Widespread vaccine hesitancy and the absence of Covid-appropriate behaviour, especially in rural and moffusil India, are becoming critical problems in controlling the wildfire spread of the second wave of the pandemic. In these districts, local health workers are reporting flat refusals by citizens to be vaccinated on fears that the vaccine would cause serious side effects. This is partly the result of the distrust created by the government’s initial lack of transparency on the vaccines. On the other hand, sheer ignorance about the criticality of masking and social distancing is making rural India a superspreader by default. Given that these issues were well known before the vaccination drive began in January, a sustained campaign to address the criticality and safety of vaccines would have been in order. Although the government did put out some posters to this effect and some messages appeared on TV channels, the effort appeared to be in the nature of a token gesture rather than a serious campaign.
Union Health Minister Harsh Vardhan spoke of how smallpox and polio were eliminated in India through a mass immunisation programme. The reference was apt because both those programmes involved energetic and widespread education campaigns that were driven from the prime minister’s office in conjunction with the World Health Organization and some of the country’s largest corporations, and involved hundreds of thousands of health workers. Surviving posters from the smallpox and polio programmes confirm the imaginative use of imagery and messaging — from the invocation of Shitala Mata as the “pox goddess” to evocative posters that resembled tobacco warnings on cigarette packets, warning of the dangers of going unvaccinated.

_TASKS FOR THIS EXERCISE_.
(A) In the piece on vaccine hesitancy in India, what are local health workers in the districts reporting?
(B) Carry on the piece on vaccine hesitancy in India from the point where it stops.

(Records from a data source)
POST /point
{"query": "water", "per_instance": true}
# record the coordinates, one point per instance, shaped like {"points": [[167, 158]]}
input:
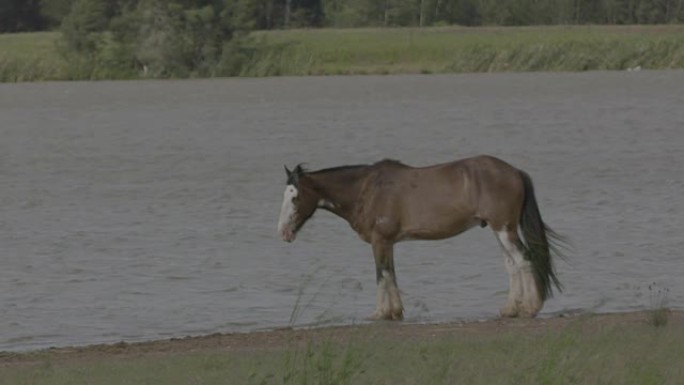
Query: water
{"points": [[144, 210]]}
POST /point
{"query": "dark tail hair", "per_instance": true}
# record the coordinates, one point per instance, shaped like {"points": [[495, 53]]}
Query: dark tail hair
{"points": [[540, 242]]}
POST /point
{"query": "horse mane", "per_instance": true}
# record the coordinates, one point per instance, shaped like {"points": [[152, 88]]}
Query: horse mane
{"points": [[338, 168]]}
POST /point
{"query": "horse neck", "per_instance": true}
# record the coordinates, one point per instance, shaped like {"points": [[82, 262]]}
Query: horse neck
{"points": [[340, 189]]}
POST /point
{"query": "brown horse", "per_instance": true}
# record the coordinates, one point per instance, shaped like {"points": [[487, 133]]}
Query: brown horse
{"points": [[388, 202]]}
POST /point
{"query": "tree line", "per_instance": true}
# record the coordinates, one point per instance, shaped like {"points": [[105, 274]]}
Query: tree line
{"points": [[38, 15]]}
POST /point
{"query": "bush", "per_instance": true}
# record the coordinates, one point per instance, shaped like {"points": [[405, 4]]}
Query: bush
{"points": [[153, 38]]}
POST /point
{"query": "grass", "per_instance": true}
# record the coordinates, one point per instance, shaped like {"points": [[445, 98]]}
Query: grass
{"points": [[453, 50], [33, 56], [579, 353]]}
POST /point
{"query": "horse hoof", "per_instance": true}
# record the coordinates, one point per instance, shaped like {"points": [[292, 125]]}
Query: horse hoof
{"points": [[386, 317], [508, 312]]}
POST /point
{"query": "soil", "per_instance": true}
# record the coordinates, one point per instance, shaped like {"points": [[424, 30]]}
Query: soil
{"points": [[283, 338]]}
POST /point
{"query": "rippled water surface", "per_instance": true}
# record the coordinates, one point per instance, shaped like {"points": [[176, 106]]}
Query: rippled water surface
{"points": [[143, 210]]}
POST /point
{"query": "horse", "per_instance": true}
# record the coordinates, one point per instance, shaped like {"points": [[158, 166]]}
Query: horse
{"points": [[389, 202]]}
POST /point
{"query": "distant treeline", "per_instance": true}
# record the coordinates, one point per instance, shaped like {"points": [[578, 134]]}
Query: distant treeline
{"points": [[37, 15]]}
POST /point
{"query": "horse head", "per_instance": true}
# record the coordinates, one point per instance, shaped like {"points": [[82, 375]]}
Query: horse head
{"points": [[300, 201]]}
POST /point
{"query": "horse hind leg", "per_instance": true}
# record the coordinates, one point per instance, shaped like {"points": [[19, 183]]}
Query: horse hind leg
{"points": [[524, 299], [389, 305]]}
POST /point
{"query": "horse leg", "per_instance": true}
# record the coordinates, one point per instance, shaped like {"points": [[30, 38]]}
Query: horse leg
{"points": [[515, 290], [389, 306], [524, 298]]}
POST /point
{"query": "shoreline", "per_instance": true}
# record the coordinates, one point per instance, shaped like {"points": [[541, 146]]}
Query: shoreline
{"points": [[287, 337], [31, 57]]}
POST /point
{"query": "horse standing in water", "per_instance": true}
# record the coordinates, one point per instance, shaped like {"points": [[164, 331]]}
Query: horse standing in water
{"points": [[388, 202]]}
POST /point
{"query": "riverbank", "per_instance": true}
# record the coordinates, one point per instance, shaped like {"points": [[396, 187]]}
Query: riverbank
{"points": [[34, 56], [625, 348]]}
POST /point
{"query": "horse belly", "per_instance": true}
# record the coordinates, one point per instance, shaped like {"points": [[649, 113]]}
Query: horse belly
{"points": [[438, 225]]}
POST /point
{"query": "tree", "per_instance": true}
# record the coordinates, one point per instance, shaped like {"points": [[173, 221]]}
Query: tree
{"points": [[20, 16]]}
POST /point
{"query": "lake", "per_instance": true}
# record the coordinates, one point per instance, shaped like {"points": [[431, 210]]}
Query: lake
{"points": [[145, 210]]}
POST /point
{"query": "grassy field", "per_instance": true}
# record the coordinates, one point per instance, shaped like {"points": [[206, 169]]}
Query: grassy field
{"points": [[32, 57], [598, 349]]}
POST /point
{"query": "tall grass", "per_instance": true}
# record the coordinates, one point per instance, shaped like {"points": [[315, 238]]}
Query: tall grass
{"points": [[454, 50], [31, 57], [583, 352]]}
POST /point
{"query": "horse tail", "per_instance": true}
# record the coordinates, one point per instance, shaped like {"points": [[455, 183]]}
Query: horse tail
{"points": [[540, 242]]}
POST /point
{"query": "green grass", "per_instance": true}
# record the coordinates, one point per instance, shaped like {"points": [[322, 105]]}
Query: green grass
{"points": [[453, 50], [33, 56], [579, 353]]}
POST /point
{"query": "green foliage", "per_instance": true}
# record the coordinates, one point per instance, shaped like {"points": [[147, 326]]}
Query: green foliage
{"points": [[581, 351]]}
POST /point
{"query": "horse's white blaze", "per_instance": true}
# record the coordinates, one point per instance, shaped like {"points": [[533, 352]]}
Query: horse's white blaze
{"points": [[288, 212]]}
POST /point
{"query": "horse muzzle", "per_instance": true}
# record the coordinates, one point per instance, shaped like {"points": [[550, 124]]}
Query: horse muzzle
{"points": [[288, 235]]}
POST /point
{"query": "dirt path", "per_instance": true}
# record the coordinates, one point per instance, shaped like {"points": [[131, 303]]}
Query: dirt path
{"points": [[282, 338]]}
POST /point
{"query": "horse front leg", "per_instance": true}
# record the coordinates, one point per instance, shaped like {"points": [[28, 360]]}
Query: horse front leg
{"points": [[389, 305]]}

_RESULTS_.
(A) They report flat refusals by citizens to be vaccinated because of fears that the vaccine would cause serious side effects.

(B)
The irony is that India is endowed with far richer media and corporate resources to spread the messages more convincingly than it had in the 1970s. In those days, the effort relied on a government-owned radio channel, messages scrawled on walls, and saturation coverage of posters backed by armies of trained workers to administer vaccines. People were offered a reward of Rs 100 if they reported smallpox cases to the local health centre, which proved an effective track-and-trace system. Today, the reach of Doordarshan and social media is far larger and access to the remotest parts of India way better than it was four decades ago. With a wealth of advertising talent at India’s disposal, it would be relatively easy to conceive of nationwide local language campaigns endorsed by celebrities such as Virat Kohli, Amitabh Bachchan, Rajinikanth, P V Sindhu, or Alia Bhatt. If mobile ringtones can be fashioned for political messages at election time, they can be used to exhort people to mask up, a practice some state administrations did follow in the early days, and take the jab too.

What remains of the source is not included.